*Exercise description*. Could you reproduce the records below, everything from the line containing "Note: spot the rear windshield" down through the end of the records, with no pictures included?

Image object location entries:

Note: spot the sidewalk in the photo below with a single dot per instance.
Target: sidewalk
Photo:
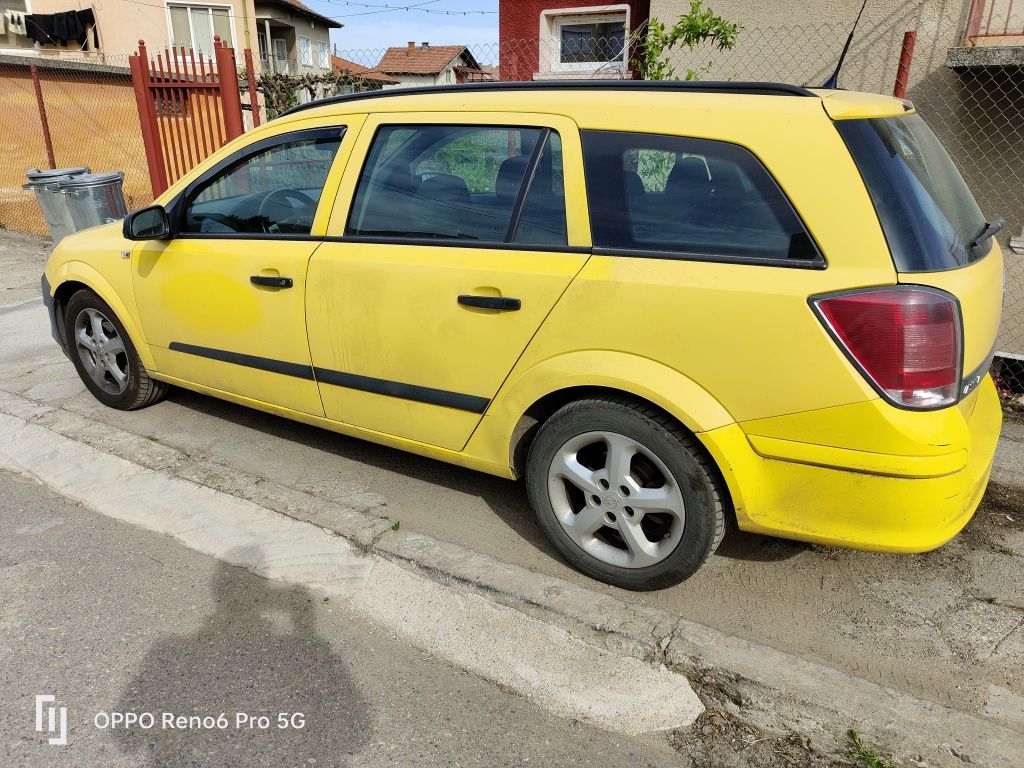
(925, 652)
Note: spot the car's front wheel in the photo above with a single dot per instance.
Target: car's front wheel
(104, 356)
(625, 494)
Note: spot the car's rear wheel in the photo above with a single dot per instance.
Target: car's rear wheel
(625, 494)
(104, 356)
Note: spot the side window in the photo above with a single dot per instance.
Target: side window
(462, 182)
(543, 219)
(686, 196)
(273, 190)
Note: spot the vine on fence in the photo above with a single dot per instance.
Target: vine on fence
(281, 91)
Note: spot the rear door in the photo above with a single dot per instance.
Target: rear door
(448, 247)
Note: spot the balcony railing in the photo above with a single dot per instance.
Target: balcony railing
(995, 23)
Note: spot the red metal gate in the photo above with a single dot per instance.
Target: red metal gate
(188, 108)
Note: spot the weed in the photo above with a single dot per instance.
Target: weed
(862, 756)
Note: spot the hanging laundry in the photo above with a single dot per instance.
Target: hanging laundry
(40, 28)
(88, 18)
(15, 22)
(67, 27)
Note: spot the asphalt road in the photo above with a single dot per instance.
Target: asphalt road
(113, 619)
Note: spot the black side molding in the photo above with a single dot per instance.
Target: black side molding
(340, 379)
(249, 360)
(404, 391)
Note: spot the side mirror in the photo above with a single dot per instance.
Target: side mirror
(147, 223)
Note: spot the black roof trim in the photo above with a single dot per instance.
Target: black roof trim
(707, 86)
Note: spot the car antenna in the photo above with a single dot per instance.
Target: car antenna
(833, 82)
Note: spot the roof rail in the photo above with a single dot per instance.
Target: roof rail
(707, 86)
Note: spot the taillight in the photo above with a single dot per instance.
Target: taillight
(905, 340)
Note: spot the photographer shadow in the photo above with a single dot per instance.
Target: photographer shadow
(257, 653)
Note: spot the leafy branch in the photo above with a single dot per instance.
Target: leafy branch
(692, 30)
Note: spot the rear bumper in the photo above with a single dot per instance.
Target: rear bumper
(858, 499)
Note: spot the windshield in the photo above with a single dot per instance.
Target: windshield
(929, 216)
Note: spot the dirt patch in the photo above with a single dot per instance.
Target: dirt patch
(719, 740)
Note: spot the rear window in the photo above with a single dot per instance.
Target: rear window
(927, 212)
(674, 197)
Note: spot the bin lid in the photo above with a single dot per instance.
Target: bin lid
(92, 179)
(36, 174)
(48, 183)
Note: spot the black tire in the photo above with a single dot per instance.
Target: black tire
(141, 389)
(693, 473)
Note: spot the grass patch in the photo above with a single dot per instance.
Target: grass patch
(862, 756)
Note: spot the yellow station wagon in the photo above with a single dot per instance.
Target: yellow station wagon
(666, 306)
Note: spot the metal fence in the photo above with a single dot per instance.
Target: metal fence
(978, 112)
(91, 120)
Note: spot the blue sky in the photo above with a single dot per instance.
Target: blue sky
(385, 23)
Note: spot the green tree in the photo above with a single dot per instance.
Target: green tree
(696, 28)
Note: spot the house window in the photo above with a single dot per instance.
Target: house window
(591, 42)
(194, 27)
(585, 40)
(263, 48)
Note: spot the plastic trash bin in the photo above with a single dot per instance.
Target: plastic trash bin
(46, 186)
(94, 199)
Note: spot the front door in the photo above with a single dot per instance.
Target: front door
(222, 302)
(453, 243)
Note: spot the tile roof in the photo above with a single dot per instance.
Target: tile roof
(364, 73)
(303, 8)
(421, 59)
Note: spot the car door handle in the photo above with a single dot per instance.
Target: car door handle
(502, 303)
(267, 281)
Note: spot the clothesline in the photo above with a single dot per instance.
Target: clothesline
(55, 29)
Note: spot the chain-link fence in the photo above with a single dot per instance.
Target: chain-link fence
(977, 111)
(64, 113)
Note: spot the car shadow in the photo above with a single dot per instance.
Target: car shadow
(506, 499)
(256, 653)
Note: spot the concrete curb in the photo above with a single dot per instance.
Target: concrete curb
(761, 685)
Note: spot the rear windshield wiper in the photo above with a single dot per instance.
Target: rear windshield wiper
(987, 231)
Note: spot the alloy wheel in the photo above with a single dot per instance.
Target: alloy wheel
(615, 500)
(101, 351)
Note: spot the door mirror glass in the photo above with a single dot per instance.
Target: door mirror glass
(147, 223)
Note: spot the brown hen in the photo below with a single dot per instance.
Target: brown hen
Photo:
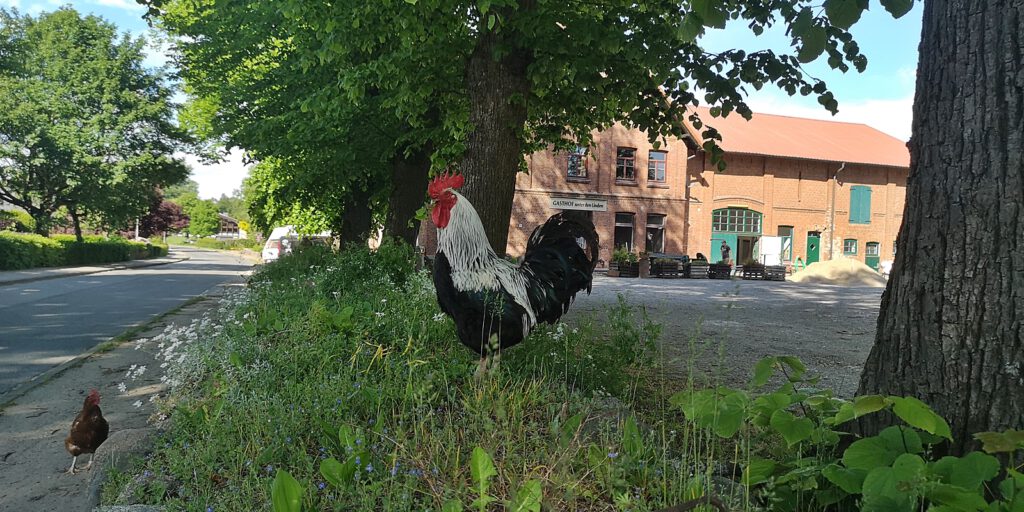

*Task answer*.
Note: spot the rear windshield wiper in the photo above with a single dot per instance.
Target: rear windshield wiper
(987, 231)
Note: spot the alloy wheel in the photo above with a single dot per instance.
Target: alloy wheel
(615, 500)
(101, 351)
Note: spot the door mirror glass in the photo above with a single dot per instance.
Target: door mirror glass
(147, 223)
Note: spot the brown hen in the photo below with a single dot per instance.
Target: brown hen
Photo:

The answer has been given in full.